Fotobeschriftungen mit Begrenzungsrahmen:
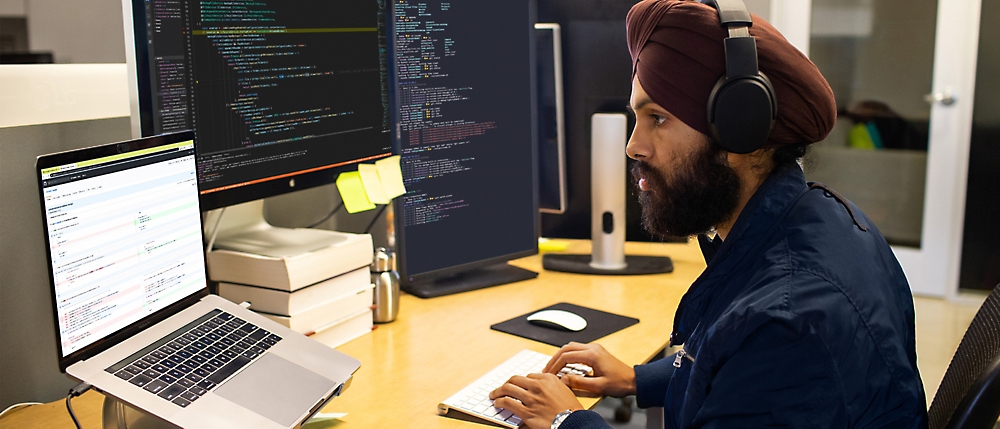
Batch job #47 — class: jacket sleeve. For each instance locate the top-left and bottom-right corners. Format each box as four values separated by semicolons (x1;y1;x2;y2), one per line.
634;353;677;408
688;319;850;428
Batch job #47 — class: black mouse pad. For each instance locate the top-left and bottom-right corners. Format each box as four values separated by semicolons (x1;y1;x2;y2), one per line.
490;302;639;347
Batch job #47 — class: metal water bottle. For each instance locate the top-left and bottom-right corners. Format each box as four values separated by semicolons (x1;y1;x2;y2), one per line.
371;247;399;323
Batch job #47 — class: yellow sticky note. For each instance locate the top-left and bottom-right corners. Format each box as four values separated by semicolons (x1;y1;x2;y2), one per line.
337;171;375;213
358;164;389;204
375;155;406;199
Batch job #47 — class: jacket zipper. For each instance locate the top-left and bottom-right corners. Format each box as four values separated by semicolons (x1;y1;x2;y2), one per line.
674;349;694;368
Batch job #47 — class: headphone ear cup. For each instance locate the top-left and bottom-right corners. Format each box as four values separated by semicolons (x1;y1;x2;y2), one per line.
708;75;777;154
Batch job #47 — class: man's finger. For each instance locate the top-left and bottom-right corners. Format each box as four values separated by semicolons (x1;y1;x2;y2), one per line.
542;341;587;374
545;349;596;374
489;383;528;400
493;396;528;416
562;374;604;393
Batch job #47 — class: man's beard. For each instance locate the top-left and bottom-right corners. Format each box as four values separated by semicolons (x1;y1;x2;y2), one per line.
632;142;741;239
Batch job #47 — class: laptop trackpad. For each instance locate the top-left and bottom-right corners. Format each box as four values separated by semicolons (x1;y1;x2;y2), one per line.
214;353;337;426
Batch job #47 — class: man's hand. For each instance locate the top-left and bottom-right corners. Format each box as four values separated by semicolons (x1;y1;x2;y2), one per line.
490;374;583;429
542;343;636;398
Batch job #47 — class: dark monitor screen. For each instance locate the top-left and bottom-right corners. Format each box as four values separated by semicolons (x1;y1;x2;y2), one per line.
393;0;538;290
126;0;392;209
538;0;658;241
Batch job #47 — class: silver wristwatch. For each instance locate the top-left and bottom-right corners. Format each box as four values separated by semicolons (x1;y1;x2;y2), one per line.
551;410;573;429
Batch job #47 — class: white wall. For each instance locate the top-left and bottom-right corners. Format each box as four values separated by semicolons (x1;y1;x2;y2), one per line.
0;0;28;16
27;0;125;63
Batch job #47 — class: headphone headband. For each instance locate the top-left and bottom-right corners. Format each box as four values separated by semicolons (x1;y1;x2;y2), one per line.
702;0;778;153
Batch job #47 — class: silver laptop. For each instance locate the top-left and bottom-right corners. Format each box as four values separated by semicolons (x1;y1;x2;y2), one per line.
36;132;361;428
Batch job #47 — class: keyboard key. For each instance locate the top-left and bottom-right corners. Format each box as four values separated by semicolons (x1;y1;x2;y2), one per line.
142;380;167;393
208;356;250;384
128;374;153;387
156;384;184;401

*AUFGABENSTELLUNG*. Ersetze in den Datensätzen von der Zeile mit „Batch job #47 — class: laptop“ bis einschließlich zum Ende der Datensätze „white wall“ durch „gray wall“. Gib nur diese Zeilen aus und lass alles Übrige unverändert.

*LÖSUNG DER AUFGABE*.
Batch job #47 — class: laptop trackpad. For each instance locate the top-left and bottom-right corners. Format each box as four values separated by semicolons (x1;y1;x2;y2), one per line.
214;353;337;426
Batch job #47 — class: man's hand. For each instance locate the top-left and bottom-right corners. Format each box as four values separated by semicolons (x1;y1;x2;y2), one per line.
490;374;583;429
542;343;636;398
Batch job #47 — class: dark monitor screen. For each instance locate the top-left and bottom-right corners. Format each box as four values separated by semicolons (x1;y1;x2;y2), one per line.
393;0;538;290
126;0;392;209
538;0;658;241
Batch job #47 — class: silver wristwatch. For each instance locate the top-left and bottom-right corners. Format each box as four values separated by semicolons (x1;y1;x2;y2), one per line.
551;410;573;429
Batch job #47 — class: gray wall. For each instance locate the top-left and bottom-right corners. Format each box as four values separated by semicolons (x1;y1;x2;y2), one per line.
0;0;28;16
27;0;125;63
Batch job #47 — class: headphone headband. For each instance locate the top-left and bottom-right corners. Format each box as four values separated by semicolons (x1;y1;x2;y2), one per line.
702;0;778;153
Batch job #47 — class: silver laptop. For each instance locate the top-left and bottom-right corners. Format each box as four values separated by semicolons (x1;y1;x2;y2), one per line.
36;132;361;428
Batch job #47 — class: keyboard key. For each instance locate the top-left and bottom-right corners. Format each box as four values separated by semicolons (x1;y1;x2;y2), one per line.
142;380;167;393
208;356;250;384
128;374;153;387
156;384;184;401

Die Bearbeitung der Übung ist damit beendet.